Entries supplied:
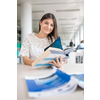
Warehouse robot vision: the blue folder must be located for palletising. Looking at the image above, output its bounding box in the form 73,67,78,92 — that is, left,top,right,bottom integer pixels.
44,37,63,51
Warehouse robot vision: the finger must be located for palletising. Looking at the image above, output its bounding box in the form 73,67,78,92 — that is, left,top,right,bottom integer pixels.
52,60,57,66
59,56,62,63
56,57,59,64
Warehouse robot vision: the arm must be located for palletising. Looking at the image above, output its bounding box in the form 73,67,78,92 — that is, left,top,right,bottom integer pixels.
48,56,66,68
23,56,35,65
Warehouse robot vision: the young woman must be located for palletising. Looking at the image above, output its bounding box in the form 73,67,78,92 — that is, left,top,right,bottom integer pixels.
19,13,65,68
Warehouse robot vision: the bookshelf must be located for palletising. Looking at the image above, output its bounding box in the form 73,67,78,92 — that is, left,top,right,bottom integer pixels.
17,26,21,63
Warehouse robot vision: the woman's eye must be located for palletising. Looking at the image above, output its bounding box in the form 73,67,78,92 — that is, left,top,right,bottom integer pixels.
51,25,53,27
45,22,48,24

Exercise aim: Can you rewrite the lines from the one containing "Warehouse robot vision: the bookshelf" through the last line, inclusive, with "palletising" replaced by "sorting" and nothing else changed?

Written response:
Warehouse robot vision: the bookshelf must be located for sorting. Looking at the image above, output its bounding box in the form 73,67,78,92 — that is, left,top,right,bottom integer pixels.
17,26,21,63
Warehouse robot vision: the woman's eye must be located for sorting. Looking at the image above, output its bounding box in the form 73,67,78,92 — that is, left,top,right,bottom integer pixels.
51,25,53,27
45,22,48,24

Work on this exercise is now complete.